**Exercise instructions:**
A: Using the coronavirus news excerpt, decide whether each statement agrees with it: (i) Germany recorded 962 COVID-19 deaths in a single day; (ii) the German government shut most stores last week; (iii) Switzerland is a member of the EU. Answer yes or no for each and quote the words that decide it.
B: Write a continuation of the coronavirus news excerpt, starting right after its final sentence.

**Source extract:**
Switzerland, which has a population of 8.6 million, is not a member of the EU. Its neighbors in the 27-member bloc plan to start vaccinations on Sunday.

Germany sets new record for virus deaths

BERLIN — Health officials say Germany has recorded a grim new one-day record for COVID-19 deaths with 962.

The country’s disease control agency, the Robert Koch Institute, also reported 24,740 newly confirmed coronavirus cases.

The eastern state of Saxony has seen the highest infection rates and overloaded hospitals have begun transferring patients to other regions. Figures show Saxony had over 414 cases per 100,000 inhabitants, more than twice as high the national average.

In an effort to curb the spread, the German government last week shut most stores, tightened the rules on social contacts and urged people to think twice about traveling to see relatives over Christmas.

For those who do travel, authorities recommended self-isolating for a week first and then obtaining a COVID-19 test before getting on trains, planes and autobahns to visit relatives during the festive period.

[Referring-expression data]
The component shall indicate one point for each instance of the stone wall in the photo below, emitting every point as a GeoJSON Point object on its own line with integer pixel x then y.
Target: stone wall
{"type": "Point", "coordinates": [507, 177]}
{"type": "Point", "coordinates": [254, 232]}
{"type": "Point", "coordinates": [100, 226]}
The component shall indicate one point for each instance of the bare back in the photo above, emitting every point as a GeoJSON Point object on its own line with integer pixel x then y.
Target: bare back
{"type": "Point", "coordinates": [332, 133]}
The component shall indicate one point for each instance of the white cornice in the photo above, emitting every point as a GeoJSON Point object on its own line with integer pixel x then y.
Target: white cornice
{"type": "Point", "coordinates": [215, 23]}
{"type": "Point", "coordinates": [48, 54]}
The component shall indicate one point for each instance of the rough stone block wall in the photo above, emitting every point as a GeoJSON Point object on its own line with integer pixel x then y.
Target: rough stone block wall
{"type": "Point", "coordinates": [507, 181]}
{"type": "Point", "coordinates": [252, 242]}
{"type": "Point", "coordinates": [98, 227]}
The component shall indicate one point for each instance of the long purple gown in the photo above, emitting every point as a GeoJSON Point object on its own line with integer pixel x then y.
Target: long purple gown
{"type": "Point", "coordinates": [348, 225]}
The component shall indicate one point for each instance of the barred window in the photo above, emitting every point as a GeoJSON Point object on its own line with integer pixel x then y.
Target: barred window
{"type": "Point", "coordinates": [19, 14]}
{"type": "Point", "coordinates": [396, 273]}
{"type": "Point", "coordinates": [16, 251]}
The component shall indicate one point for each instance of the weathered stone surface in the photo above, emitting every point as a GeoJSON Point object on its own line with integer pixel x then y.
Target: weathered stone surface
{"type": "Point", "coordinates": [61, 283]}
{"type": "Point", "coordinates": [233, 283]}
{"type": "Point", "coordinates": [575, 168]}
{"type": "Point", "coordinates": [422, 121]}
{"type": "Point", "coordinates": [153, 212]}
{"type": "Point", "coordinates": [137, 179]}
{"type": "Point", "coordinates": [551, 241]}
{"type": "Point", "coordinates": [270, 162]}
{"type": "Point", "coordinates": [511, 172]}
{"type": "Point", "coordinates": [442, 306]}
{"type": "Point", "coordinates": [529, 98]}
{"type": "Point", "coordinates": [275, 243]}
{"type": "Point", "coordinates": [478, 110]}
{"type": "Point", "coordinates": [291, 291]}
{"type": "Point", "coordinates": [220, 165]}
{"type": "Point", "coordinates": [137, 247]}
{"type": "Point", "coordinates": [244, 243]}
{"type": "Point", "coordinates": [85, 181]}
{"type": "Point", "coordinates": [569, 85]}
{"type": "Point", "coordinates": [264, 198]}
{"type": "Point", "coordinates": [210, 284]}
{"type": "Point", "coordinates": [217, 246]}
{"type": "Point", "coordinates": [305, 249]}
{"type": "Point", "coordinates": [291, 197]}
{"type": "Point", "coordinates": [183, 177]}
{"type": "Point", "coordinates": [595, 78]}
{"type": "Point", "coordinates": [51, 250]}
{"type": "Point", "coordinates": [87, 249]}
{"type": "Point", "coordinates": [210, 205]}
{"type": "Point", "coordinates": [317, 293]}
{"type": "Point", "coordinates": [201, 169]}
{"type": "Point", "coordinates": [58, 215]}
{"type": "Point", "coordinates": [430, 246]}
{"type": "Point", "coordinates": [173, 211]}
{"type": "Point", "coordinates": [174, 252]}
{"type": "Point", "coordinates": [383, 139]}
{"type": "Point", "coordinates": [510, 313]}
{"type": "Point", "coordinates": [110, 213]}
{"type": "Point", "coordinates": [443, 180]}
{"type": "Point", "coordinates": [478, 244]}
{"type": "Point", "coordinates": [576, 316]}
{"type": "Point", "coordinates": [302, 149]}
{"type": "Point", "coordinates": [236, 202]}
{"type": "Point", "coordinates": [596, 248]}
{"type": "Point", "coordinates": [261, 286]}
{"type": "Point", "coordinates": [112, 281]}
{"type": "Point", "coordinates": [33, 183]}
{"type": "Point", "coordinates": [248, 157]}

**Answers to the exercise:**
A:
(i) Yes: "Germany has recorded a grim new one-day record for COVID-19 deaths with 962."
(ii) Yes: "the German government last week shut most stores"
(iii) No: "is not a member of the EU"

B:
Japan reinstates ban on travel to and from Britain

TOKYO — Japan says it will reinstate and entry ban on most new arrivals from Britain in a bid to prevent the spread of a new coronavirus variant as the country struggles to slow its latest resurgence of the COVID-19 cases.

Japan’s foreign ministry said on Wednesday that it’s suspending a program allowing entry to foreign visitors with guarantors in the country. Japan’s entry ban on foreign nationals without residency status from more than 130 countries remains in place.

The ministry said that as of Sunday, Japanese nationals returning from Britain after staying there for as long as a week will be required to be tested negative 72 hours ahead of the trip and to self-isolate for 14 days after arrival.

Japan has more than 203,000 cases with nearly 3,000 deaths as of Wednesday, according to the health ministry.

Sri Lanka reopens for international travel

COLOMBO, Sri Lanka — Sri Lanka has decided to re-open the country’s two main airports for international flights and tourists on Dec. 26 after shutting them down for nearly nine months because of the coronavirus pandemic,

But officials say only some selected flights carrying tourists will be allowed to operate for one month. The airports will be open for all other airlines in January.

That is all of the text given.